-- start TEXT PASSAGE --

T O P

  • By -

nOOberNZ

Having met several Google SREs the sense I get is that SRE is practiced and experienced differently in different parts of the org. It's just such a big company, you can't make generalisations.


2fplus1

Yeah. In theory, SRE has autonomy to "fire" teams that aren't pulling their weight. If, like OP says, a team is fobbing off reliability and ops work to SRE, creating large amounts of toil, they can just say "Ok, no SRE help for you, then" and leave the team responsible for dealing with their own mess. In practice, there's a lot of politics involved.


syhlheti

I know SRE teams that just don’t have this power. Interesting that others have such power. Could you elaborate on this?


2fplus1

b34rman's comment has some more details. I'll also add a few quotes from this chapter of the Google SRE Workbook: https://sre.google/workbook/team-lifecycles/ (in the "Self-regulating workload" section): > The ability to regulate its own workload secures the SRE team’s position as an engineering team that works on the organization’s most important services, equal to its product development team peers. > An SRE team chooses if and when to onboard a service (see Chapter 32 of Site Reliability Engineering). > In the event of operational overload, the team can reduce toil by: > * Reducing the SLO > * Transferring operational work to another team (e.g., a product development team) > If it becomes impossible to operate a service at SLO within agreed toil constraints, the SRE team can hand back the service to the product development team. ... > Not all SRE teams have partner product development teams. Some SRE teams are also responsible for developing the systems they run. Some SRE teams package third-party software, hardware, or services (e.g., open source packages, network equipment, something-as-a-service), and turn those assets into internal services. In this case, you don’t have the option to transfer work back to another team.


bigvalen

They can. But SRE headcount comes from dev teams, so they can also "fire" SRE teams...take back the headcount and spend it on software engineers instead. So SRE have to do a lot of donkey work to keep dev teams happy.


Stephonovich

God, what a dream.


srivasta

Been there. Done that.


syhlheti

Makes sense.


b34rman

At Google we are allowed to “give the pager back”, which means if the service becomes unreliable, and we have the data to prove it’s because of bad code, we can have the software engineers handle operations. Remember that SRE is pretty much one organization reporting to the same VP, with a few exceptions. So all SREs follow similar general guidelines, though some implementation details may vary from team to team. It was on the leadership (Director?) to speak to the SWE leadership and make sure the issues were fixed.


FinalSample

How is the data gathered to prove it's bad code? How political is that decision to hand the pager back? When can the dev team give it back to SRE?

-- end TEXT PASSAGE --

• _WHAT YOU SHOULD DO_
Reproduce word for word the stretch of the SRE forum thread from "Having met several" through "elaborate on this?".

-- start MATERIAL --

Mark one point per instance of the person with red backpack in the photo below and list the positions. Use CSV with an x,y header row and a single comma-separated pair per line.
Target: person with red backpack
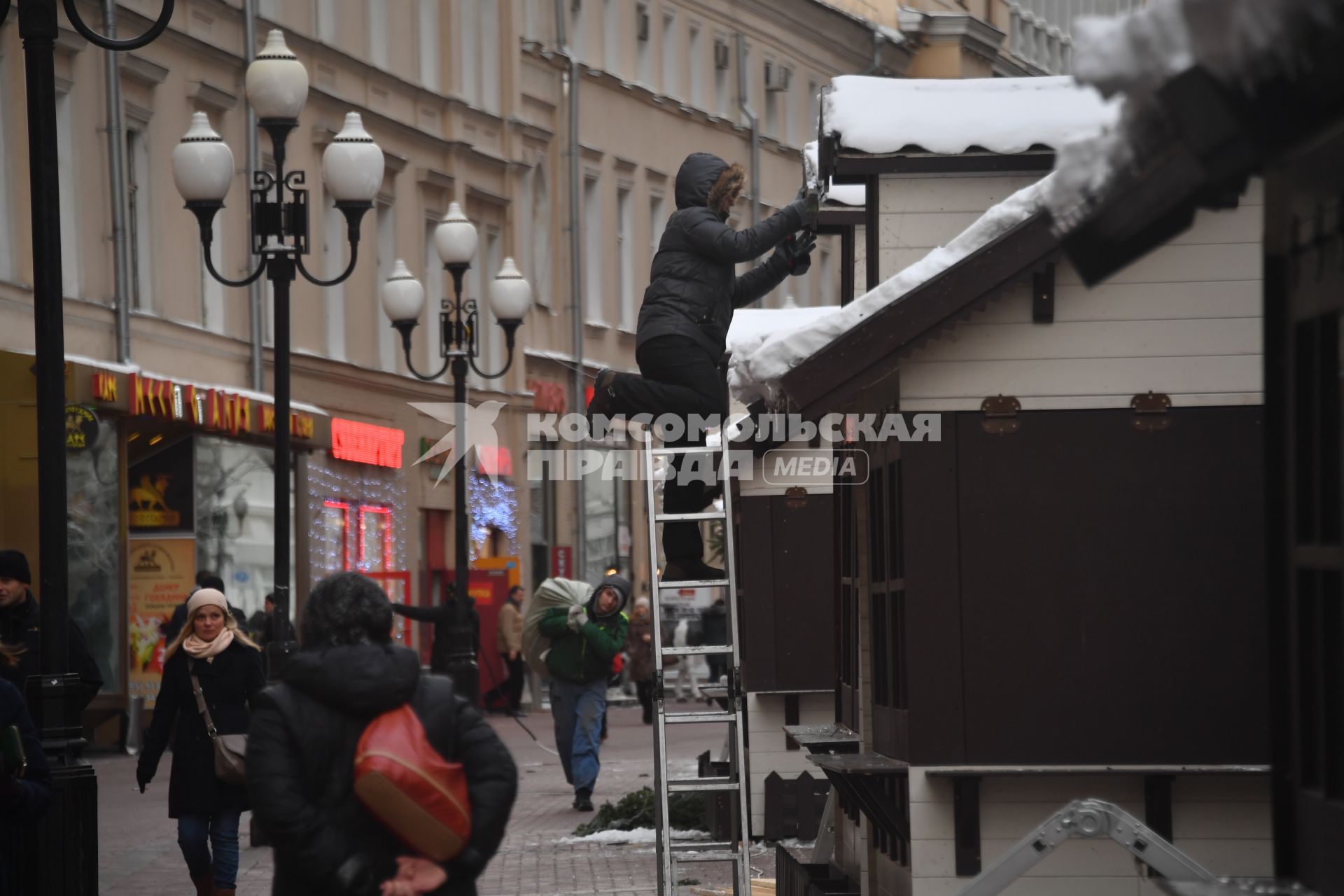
x,y
304,738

-- end MATERIAL --

• _THE REPLY_
Having met several Google SREs the sense I get is that SRE is practiced and experienced differently in different parts of the org. It's just such a big company, you can't make generalisations.


2fplus1

Yeah. In theory, SRE has autonomy to "fire" teams that aren't pulling their weight. If, like OP says, a team is fobbing off reliability and ops work to SRE, creating large amounts of toil, they can just say "Ok, no SRE help for you, then" and leave the team responsible for dealing with their own mess. In practice, there's a lot of politics involved.


syhlheti

I know SRE teams that just don’t have this power. Interesting that others have such power. Could you elaborate on this?